Given problem:
Copy the rows below word for word, leaving nothing out.

Provided material:

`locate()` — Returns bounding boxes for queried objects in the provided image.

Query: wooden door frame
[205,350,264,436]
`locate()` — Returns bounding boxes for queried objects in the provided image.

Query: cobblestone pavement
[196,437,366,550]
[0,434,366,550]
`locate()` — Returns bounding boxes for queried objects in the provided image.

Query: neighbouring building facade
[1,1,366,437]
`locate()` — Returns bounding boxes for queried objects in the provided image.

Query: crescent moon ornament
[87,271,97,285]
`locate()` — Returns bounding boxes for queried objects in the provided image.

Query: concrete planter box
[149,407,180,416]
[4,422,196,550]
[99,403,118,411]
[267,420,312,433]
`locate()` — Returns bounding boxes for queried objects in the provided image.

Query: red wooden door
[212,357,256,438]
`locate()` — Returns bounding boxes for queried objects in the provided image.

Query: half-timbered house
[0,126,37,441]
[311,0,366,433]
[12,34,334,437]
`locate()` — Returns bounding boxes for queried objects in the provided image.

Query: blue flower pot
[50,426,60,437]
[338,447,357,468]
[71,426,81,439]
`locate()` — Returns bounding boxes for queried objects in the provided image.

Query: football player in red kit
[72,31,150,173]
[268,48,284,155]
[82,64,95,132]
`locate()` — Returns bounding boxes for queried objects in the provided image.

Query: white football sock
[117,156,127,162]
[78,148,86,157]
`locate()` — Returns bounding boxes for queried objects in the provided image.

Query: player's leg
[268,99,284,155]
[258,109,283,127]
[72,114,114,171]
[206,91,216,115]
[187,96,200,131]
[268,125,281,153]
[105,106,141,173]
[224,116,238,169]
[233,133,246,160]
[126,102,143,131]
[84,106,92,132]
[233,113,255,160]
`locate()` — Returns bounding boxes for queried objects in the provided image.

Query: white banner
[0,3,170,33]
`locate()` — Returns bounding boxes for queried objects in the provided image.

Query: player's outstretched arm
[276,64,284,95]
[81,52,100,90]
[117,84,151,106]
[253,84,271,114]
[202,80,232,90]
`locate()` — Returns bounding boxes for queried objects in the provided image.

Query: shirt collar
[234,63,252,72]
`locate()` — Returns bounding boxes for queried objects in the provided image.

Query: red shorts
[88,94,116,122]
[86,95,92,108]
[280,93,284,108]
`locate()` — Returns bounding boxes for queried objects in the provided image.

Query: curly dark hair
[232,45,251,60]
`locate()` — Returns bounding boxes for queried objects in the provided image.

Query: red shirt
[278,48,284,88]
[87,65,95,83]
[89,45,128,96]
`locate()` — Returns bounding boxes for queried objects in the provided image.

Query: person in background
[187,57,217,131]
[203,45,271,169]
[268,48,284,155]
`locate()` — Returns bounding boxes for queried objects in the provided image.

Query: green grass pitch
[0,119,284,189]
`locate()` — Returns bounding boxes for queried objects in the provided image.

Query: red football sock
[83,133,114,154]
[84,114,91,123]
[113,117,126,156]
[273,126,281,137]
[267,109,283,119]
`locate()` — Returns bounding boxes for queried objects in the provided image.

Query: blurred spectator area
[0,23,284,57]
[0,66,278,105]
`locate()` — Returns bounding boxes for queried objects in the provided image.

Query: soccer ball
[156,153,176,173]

The output:
`locate()` — Returns bounding boxes for queried objects in the provided image.

Query: wooden door frame
[205,350,264,436]
`locate()` — Returns bounding boxes for queried objects in the provided image.

Query: cobblestone pavement
[196,437,366,550]
[0,434,366,550]
`locate()` — Returns bounding boxes for queried objects in the provided image.

Query: neighbouring building facade
[1,1,366,437]
`locate()` — Returns bounding boxes for queried objects in the provided image.

Query: crescent moon ornament
[87,271,97,285]
`locate()` — Returns bounding boxes for queried objects in the provided image.

Query: concrete planter box
[149,407,180,416]
[4,422,196,550]
[99,403,118,411]
[267,420,312,433]
`locate()` — Returns bounding boxes for queried objects in the provided image.

Query: red wooden door
[212,357,256,438]
`locate()` — Returns bounding boxes for queried objects in the provided image.

Query: half-timbered house
[0,126,37,441]
[311,0,366,433]
[12,34,334,437]
`locate()` — Returns bounding boxes for queried objects in the provided image.

Query: blue flower pot
[50,426,60,437]
[338,447,357,468]
[71,426,81,439]
`locate()` — Returns bounding boxes for queried objects in the provided image.

Query: football player in red kit
[72,31,150,173]
[268,48,284,155]
[82,64,95,132]
`locate()` — Returns bounding boxes for queried objects in the provided image.

Query: white football sock
[117,156,127,162]
[78,148,86,157]
`locate()` — Returns bounding boxes for queried objects in the provided image.

Query: player's leg
[268,99,284,155]
[258,109,283,127]
[72,114,114,171]
[206,91,216,115]
[187,96,200,131]
[268,125,281,153]
[105,106,141,173]
[224,116,238,169]
[233,133,246,160]
[126,102,143,131]
[84,106,92,132]
[233,113,255,160]
`locate()` — Returns bounding boxes for queried objects in the provided image.

Query: white banner
[0,3,170,33]
`locate()` — Returns bounding boxes for queried objects in the provided image.

Query: player's outstretched arm
[276,64,284,95]
[81,52,100,90]
[117,84,151,106]
[253,84,271,114]
[202,80,232,90]
`locate()` — Returns bounding boxes for queried objects in the provided image.

Query: shirt collar
[234,63,252,72]
`locate()` — Returns bounding boxes for queried objects in the provided image.

Query: red shorts
[88,94,116,122]
[86,95,92,108]
[280,93,284,108]
`locate()` — Returns bounding boxes for queried objects in the provided image.

Query: curly dark hair
[232,45,251,60]
`locate()` — Returns bounding boxes for queried objects in the provided image.

Query: red shirt
[278,48,284,88]
[87,65,95,83]
[89,45,128,96]
`locate()` — Returns bounding boxes for queried objects in the provided image.

Query: person in background
[187,57,217,131]
[203,45,271,169]
[268,48,284,155]
`locate()` — Returns bounding boxes for queried objects in the provided image.

Query: green grass pitch
[0,119,284,189]
`locate()` — Returns bounding boxes for queried objects in the provided image.

Query: red football sock
[83,133,114,154]
[84,114,91,123]
[113,117,126,156]
[273,126,281,137]
[267,109,283,119]
`locate()` — Returns bounding boxes for queried objects in the provided image.

Query: blurred spectator area
[0,23,284,57]
[0,66,278,105]
`locate()` — Returns bounding boxes for queried objects in the provided image.

Query: soccer ball
[156,153,176,173]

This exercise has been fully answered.